Text excerpt:
* * *

Hello Dean,
Thanks for the detailed feedback! Here is the rebased version.
> 1). In the tests:
>
> +select setseed(0.8);
> +select rand_array(10, 0, 3, 50::int, 80::int);
..
> this should really have a comment block to distinguish these new tests
> from the preceeding normal_rand() tests.
> 3). It's only necessary to call setseed() once to get a reproducible
> set of results from then on.
> 4). I'd use setseed(0) or setseed(0.5), since those values are exactly
> representable as double precision values, unlike 0.8, ensuring that it
> works the same on all platforms. It might not matter, but why take the
> risk?
All Done, very interesting about the reason why the 0.8 is bad.
> 2). It's worth also having tests for the error cases.
After the code refactor, looks the ERROR is not reachable, so I added
both Assert(false) and elog(ERROR) with no test case for that.
>
> 5). The float8 case still has minimum and maximum value arguments that
> it just ignores. It should either not take those arguments, or it
> should respect them, and try to return float8 values in the requested
> range. I suspect that trying to return float8 values in the requested
> range would be hard, if not impossible, due to the inexact nature of
> double precision arithmetic. That's why I suggested earlier having the
> float8 function not take minval/maxval arguments, and just return
> values in the range 0 to 1.
>
> 11). If the float8 case is made to not have minval/maxval arguments, this
> code:
>
> + Datum minval = PG_GETARG_DATUM(3),
> + maxval = PG_GETARG_DATUM(4);
>
> and the FunctionCallInfo setup code needs to be different for the
> float8 case, in order to avoid reading and setting undefined
> arguments. Perhaps introduce a "need_val_bounds" boolean variable,
> based on the datatype.
I should have noticed the float8 issue after reading your first
reply.. Actually I don't have speical reason for which I have to support
float8. At least when I working on the patch, I want some toast and
non-toast data type, so supporting both int/bigint and numeric should be
good, at least for my purpose. So in the attached version, I removed the
support for float8 for simplification.

* * *

Supplied material:
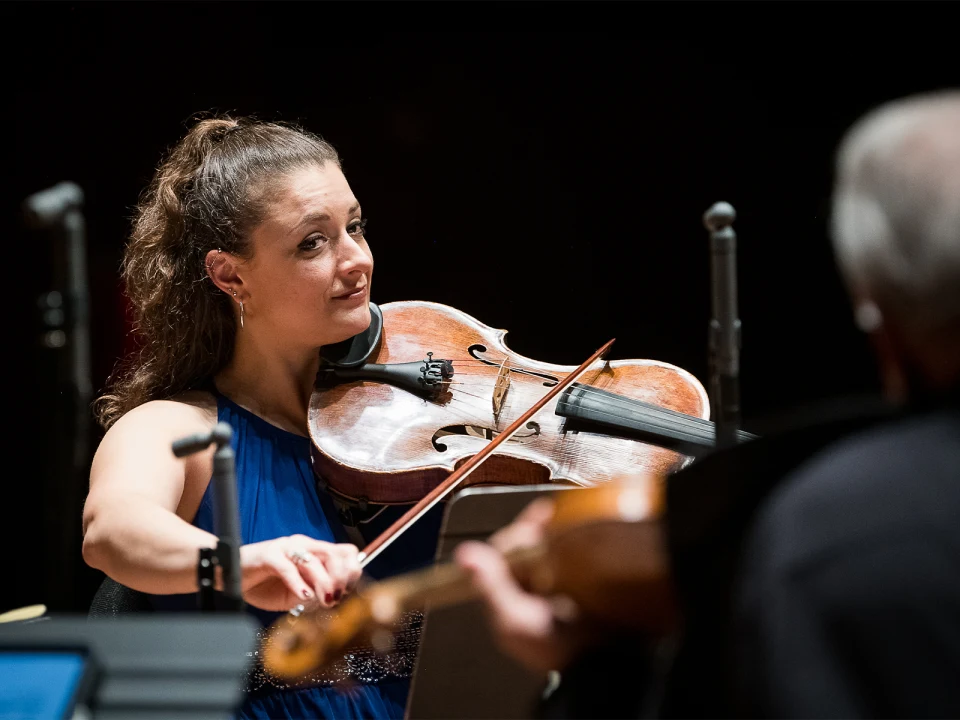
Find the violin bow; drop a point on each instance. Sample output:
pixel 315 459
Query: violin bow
pixel 380 543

* * *

Task directions:
Reproduce, word for word, the portion of the rand_array review thread that opens with the words containing "All Done, very" and closes with "case for that.".

Output of the exercise:
All Done, very interesting about the reason why the 0.8 is bad.
> 2). It's worth also having tests for the error cases.
After the code refactor, looks the ERROR is not reachable, so I added
both Assert(false) and elog(ERROR) with no test case for that.